What the task needs is the data below, written out verbatim.
=======
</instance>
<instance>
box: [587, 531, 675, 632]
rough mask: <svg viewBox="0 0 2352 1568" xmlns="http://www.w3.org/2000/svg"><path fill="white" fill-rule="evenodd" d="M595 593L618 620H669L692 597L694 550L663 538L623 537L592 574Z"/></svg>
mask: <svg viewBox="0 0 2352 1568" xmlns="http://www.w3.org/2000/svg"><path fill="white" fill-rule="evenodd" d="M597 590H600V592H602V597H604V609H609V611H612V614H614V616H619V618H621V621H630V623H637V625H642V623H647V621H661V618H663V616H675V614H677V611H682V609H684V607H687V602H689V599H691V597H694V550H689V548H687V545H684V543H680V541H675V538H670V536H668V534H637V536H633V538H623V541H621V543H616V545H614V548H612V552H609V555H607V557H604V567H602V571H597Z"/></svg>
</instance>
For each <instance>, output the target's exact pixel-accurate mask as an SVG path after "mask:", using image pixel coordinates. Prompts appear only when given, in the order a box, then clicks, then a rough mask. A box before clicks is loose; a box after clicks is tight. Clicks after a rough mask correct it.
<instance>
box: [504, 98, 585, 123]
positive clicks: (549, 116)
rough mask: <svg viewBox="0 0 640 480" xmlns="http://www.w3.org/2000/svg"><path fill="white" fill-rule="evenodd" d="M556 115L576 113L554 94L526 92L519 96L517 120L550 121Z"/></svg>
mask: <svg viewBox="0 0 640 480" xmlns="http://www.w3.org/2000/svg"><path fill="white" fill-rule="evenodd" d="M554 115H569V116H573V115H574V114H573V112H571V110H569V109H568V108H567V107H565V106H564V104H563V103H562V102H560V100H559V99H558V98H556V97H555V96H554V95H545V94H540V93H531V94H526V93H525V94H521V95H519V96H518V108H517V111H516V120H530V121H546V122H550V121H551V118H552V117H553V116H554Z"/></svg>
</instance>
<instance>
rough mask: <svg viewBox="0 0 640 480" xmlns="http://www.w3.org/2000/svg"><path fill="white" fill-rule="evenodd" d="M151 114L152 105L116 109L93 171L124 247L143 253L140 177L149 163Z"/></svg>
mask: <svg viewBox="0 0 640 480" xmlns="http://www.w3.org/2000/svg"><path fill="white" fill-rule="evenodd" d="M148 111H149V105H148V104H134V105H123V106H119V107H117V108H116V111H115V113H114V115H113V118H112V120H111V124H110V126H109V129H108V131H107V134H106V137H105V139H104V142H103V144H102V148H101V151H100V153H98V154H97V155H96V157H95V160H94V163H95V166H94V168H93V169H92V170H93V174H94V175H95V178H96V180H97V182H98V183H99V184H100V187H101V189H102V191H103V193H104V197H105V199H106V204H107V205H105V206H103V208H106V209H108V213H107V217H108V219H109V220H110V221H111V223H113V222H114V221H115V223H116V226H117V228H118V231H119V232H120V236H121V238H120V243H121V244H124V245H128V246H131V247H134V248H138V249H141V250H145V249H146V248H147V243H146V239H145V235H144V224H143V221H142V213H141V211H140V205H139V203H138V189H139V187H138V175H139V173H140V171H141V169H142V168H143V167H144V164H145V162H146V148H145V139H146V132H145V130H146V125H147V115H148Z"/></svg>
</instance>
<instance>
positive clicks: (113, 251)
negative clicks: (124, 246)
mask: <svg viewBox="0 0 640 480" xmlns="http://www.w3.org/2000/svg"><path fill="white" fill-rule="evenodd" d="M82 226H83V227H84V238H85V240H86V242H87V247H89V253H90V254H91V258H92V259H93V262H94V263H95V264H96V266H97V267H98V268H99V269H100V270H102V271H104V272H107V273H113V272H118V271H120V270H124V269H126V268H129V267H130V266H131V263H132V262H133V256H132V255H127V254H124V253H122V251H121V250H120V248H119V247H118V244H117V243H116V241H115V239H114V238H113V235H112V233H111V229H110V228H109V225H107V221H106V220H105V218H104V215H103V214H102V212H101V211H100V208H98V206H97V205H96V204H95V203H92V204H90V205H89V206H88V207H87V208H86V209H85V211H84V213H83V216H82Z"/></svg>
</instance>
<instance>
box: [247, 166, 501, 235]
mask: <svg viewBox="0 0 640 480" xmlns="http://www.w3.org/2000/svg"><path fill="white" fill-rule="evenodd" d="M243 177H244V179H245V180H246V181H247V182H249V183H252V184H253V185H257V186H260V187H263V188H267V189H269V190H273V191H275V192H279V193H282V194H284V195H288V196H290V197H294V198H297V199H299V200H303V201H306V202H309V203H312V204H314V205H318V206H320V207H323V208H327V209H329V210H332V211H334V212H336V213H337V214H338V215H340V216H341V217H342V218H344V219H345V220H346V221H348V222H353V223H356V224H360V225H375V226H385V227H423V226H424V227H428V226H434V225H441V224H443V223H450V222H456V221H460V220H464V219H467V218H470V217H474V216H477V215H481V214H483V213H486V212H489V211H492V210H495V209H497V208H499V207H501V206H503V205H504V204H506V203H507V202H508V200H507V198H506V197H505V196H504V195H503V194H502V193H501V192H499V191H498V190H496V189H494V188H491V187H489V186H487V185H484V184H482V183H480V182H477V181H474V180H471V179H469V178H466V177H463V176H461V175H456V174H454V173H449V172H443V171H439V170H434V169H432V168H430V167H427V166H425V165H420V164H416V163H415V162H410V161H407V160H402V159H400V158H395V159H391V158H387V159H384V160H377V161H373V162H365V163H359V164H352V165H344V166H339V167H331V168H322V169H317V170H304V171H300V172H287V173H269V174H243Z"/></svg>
=======
» **ANSWER BOX**
</instance>
<instance>
box: [587, 531, 675, 632]
rough mask: <svg viewBox="0 0 2352 1568" xmlns="http://www.w3.org/2000/svg"><path fill="white" fill-rule="evenodd" d="M595 593L618 620H669L692 597L694 550L663 538L623 537L592 574Z"/></svg>
mask: <svg viewBox="0 0 2352 1568" xmlns="http://www.w3.org/2000/svg"><path fill="white" fill-rule="evenodd" d="M597 590H600V592H602V597H604V609H609V611H612V614H614V616H619V618H621V621H630V623H637V625H642V623H647V621H661V618H663V616H675V614H677V611H682V609H684V607H687V602H689V599H691V597H694V550H689V548H687V545H684V543H680V541H675V538H670V536H668V534H637V536H633V538H623V541H621V543H616V545H614V548H612V552H609V555H607V557H604V567H602V571H597Z"/></svg>
</instance>
For each <instance>, output the target's exact pixel-accurate mask as an SVG path after "mask:", using image pixel coordinates. Prompts appear only when given, in the order a box, then clicks, then a rough mask. A box before clicks is loose; a box after clicks is tight. Clicks after a rough mask correct it.
<instance>
box: [504, 98, 585, 123]
positive clicks: (549, 116)
rough mask: <svg viewBox="0 0 640 480" xmlns="http://www.w3.org/2000/svg"><path fill="white" fill-rule="evenodd" d="M556 115L576 113L554 94L526 92L519 96L517 120L550 121Z"/></svg>
mask: <svg viewBox="0 0 640 480" xmlns="http://www.w3.org/2000/svg"><path fill="white" fill-rule="evenodd" d="M554 115H569V116H573V115H574V114H573V112H571V110H569V109H568V108H567V107H565V106H564V104H563V103H562V102H560V100H559V99H558V98H556V97H555V96H554V95H545V94H540V93H531V94H526V93H525V94H521V95H519V96H518V108H517V111H516V120H530V121H546V122H550V121H551V118H552V117H553V116H554Z"/></svg>
</instance>
<instance>
rough mask: <svg viewBox="0 0 640 480" xmlns="http://www.w3.org/2000/svg"><path fill="white" fill-rule="evenodd" d="M151 114L152 105L116 109L93 171L124 247L143 253L140 177L149 163Z"/></svg>
mask: <svg viewBox="0 0 640 480" xmlns="http://www.w3.org/2000/svg"><path fill="white" fill-rule="evenodd" d="M148 111H149V105H148V104H134V105H123V106H119V107H117V108H116V111H115V113H114V115H113V118H112V120H111V124H110V126H109V129H108V131H107V134H106V137H105V139H104V142H103V144H102V148H101V151H100V153H98V154H97V155H96V157H95V160H94V163H95V166H94V168H93V169H92V170H93V174H94V175H95V178H96V180H97V182H98V183H99V184H100V187H101V189H102V191H103V193H104V197H105V199H106V204H107V205H105V206H103V208H106V209H108V213H107V217H108V219H109V220H110V221H111V223H113V222H114V221H115V223H116V226H117V228H118V231H119V232H120V236H121V238H120V243H121V244H124V245H128V246H131V247H134V248H138V249H141V250H145V249H146V248H147V243H146V239H145V235H144V224H143V221H142V213H141V211H140V205H139V203H138V189H139V187H138V175H139V173H140V171H141V169H142V168H143V167H144V164H145V162H146V148H145V139H146V132H145V130H146V125H147V115H148Z"/></svg>
</instance>
<instance>
positive clicks: (113, 251)
negative clicks: (124, 246)
mask: <svg viewBox="0 0 640 480" xmlns="http://www.w3.org/2000/svg"><path fill="white" fill-rule="evenodd" d="M82 226H83V227H84V238H85V240H86V242H87V247H89V253H90V254H91V258H92V259H93V262H94V263H95V264H96V266H97V267H98V268H99V269H100V270H102V271H104V272H107V273H113V272H118V271H120V270H124V269H126V268H129V267H130V266H131V263H132V262H133V256H132V255H127V254H124V253H122V251H121V250H120V248H119V247H118V244H117V243H116V241H115V239H114V238H113V235H112V233H111V229H110V228H109V225H107V221H106V220H105V218H104V215H103V214H102V212H101V211H100V208H98V206H97V205H96V204H95V203H92V204H90V205H89V206H88V207H87V208H86V209H85V211H84V213H83V216H82Z"/></svg>
</instance>
<instance>
box: [247, 166, 501, 235]
mask: <svg viewBox="0 0 640 480" xmlns="http://www.w3.org/2000/svg"><path fill="white" fill-rule="evenodd" d="M243 177H244V179H245V180H246V181H247V182H249V183H252V184H253V185H257V186H260V187H263V188H267V189H269V190H273V191H275V192H279V193H282V194H284V195H288V196H290V197H294V198H297V199H299V200H303V201H306V202H309V203H312V204H314V205H318V206H320V207H323V208H327V209H329V210H332V211H334V212H336V213H337V214H338V215H340V216H341V217H342V218H344V219H345V220H346V221H348V222H353V223H356V224H360V225H375V226H385V227H423V226H424V227H428V226H434V225H441V224H443V223H450V222H456V221H460V220H464V219H467V218H470V217H474V216H477V215H481V214H483V213H486V212H489V211H492V210H495V209H497V208H499V207H501V206H503V205H504V204H506V203H507V202H508V200H507V198H506V197H505V196H504V195H503V194H502V193H501V192H499V191H498V190H496V189H494V188H491V187H489V186H487V185H484V184H482V183H480V182H477V181H474V180H471V179H469V178H466V177H463V176H461V175H456V174H454V173H449V172H443V171H439V170H434V169H432V168H430V167H427V166H425V165H420V164H416V163H415V162H410V161H407V160H402V159H400V158H395V159H391V158H387V159H384V160H377V161H373V162H365V163H359V164H352V165H344V166H339V167H331V168H322V169H317V170H304V171H300V172H287V173H269V174H243Z"/></svg>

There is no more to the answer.